I do not plan to cheat. I do not want to cheat. It is just thoughts. In response to another person, I do lash out on her often and say things in reguard to her cheating on me, but I feel like that it is not going to help the relationship at all and that I need to minimize it. When I am feeling extremely down about the situation, I always tell her how I feel and it leads to us crying together and getting everything off our chest.
_Posted via Mobile Device_


----------



## HerToo (Oct 3, 2011)

If she wants to reconcile (R), she has to do the following at a minimum:

- Write a "No Contact" agreement in front of you
- If the other man (OM) is married, contact his wife. She deserves to know.
- Both of you get tested for STD's. Yep, this is ugly.
- She has to be 100% transparent by giving you full access to her cell phone, all emails, all calls, all texts, and all internet site logins and passwords.
- She has to be accountable for all of her time. If she works with the guy, she needs to quit her job and find a new one.

┄┄┄┄┄┄

◆ Work to do: Write out the forum thread above about cheating and reconciling word for word, from start to finish.

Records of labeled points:

┄┄┄┄┄┄

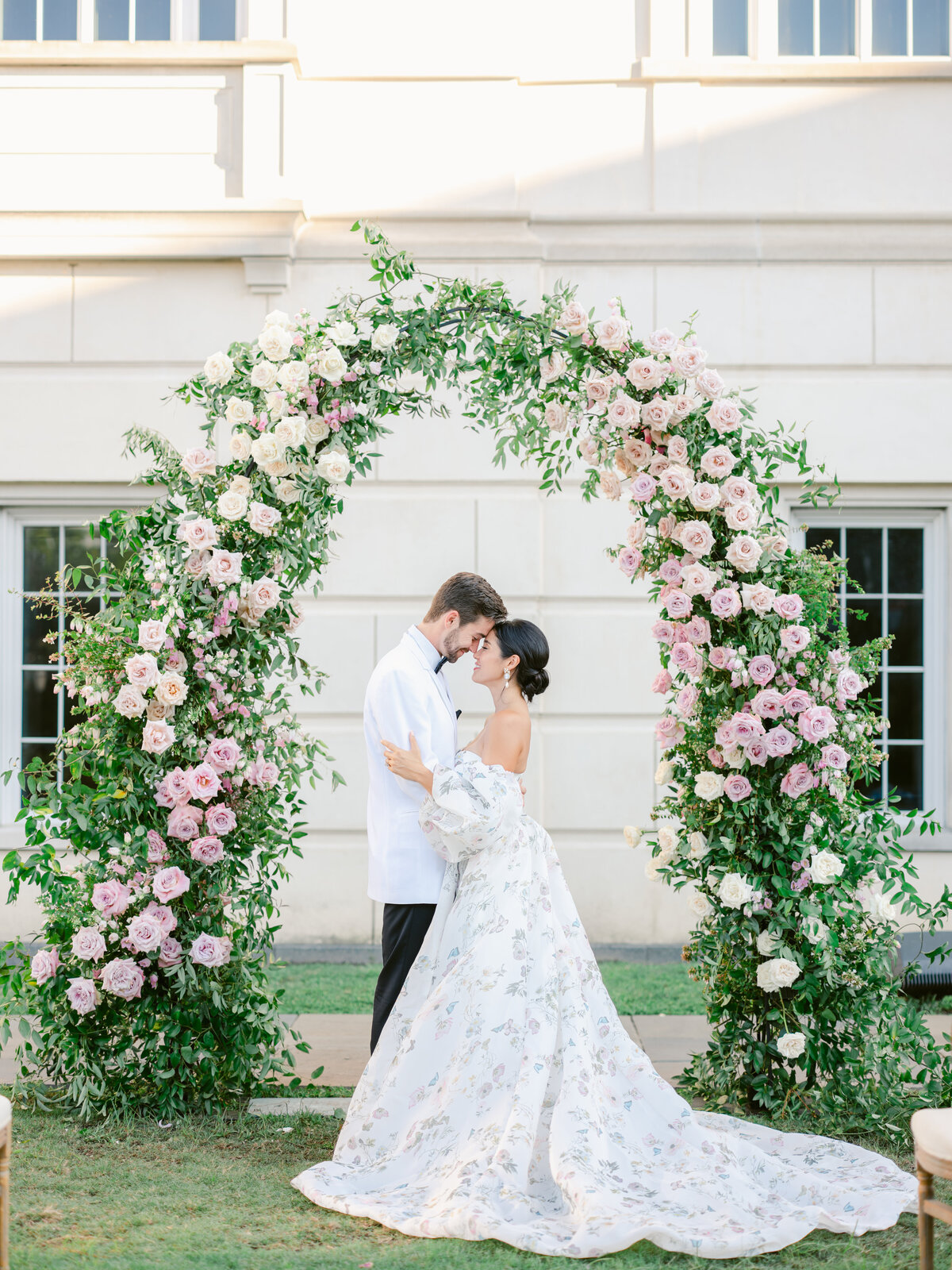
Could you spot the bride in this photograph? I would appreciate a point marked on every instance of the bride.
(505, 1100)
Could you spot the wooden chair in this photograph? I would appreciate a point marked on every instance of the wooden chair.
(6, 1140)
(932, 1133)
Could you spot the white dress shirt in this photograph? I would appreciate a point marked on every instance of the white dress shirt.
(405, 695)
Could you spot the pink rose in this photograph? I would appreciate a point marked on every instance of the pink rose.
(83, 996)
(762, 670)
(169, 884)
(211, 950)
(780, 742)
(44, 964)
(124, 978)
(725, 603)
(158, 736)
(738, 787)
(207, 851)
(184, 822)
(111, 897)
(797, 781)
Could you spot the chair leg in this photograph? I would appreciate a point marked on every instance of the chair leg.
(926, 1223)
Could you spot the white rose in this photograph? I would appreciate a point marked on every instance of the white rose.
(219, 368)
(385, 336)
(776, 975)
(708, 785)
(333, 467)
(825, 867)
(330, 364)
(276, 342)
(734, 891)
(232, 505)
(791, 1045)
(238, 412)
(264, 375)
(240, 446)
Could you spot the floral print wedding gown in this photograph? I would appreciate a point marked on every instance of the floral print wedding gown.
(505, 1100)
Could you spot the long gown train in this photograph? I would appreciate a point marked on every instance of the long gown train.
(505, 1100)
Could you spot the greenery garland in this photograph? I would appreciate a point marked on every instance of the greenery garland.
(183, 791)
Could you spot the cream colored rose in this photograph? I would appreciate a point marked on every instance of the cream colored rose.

┄┄┄┄┄┄

◆ Task result:
I do not plan to cheat. I do not want to cheat. It is just thoughts. In response to another person, I do lash out on her often and say things in reguard to her cheating on me, but I feel like that it is not going to help the relationship at all and that I need to minimize it. When I am feeling extremely down about the situation, I always tell her how I feel and it leads to us crying together and getting everything off our chest.
_Posted via Mobile Device_


----------



## HerToo (Oct 3, 2011)

If she wants to reconcile (R), she has to do the following at a minimum:

- Write a "No Contact" agreement in front of you
- If the other man (OM) is married, contact his wife. She deserves to know.
- Both of you get tested for STD's. Yep, this is ugly.
- She has to be 100% transparent by giving you full access to her cell phone, all emails, all calls, all texts, and all internet site logins and passwords.
- She has to be accountable for all of her time. If she works with the guy, she needs to quit her job and find a new one.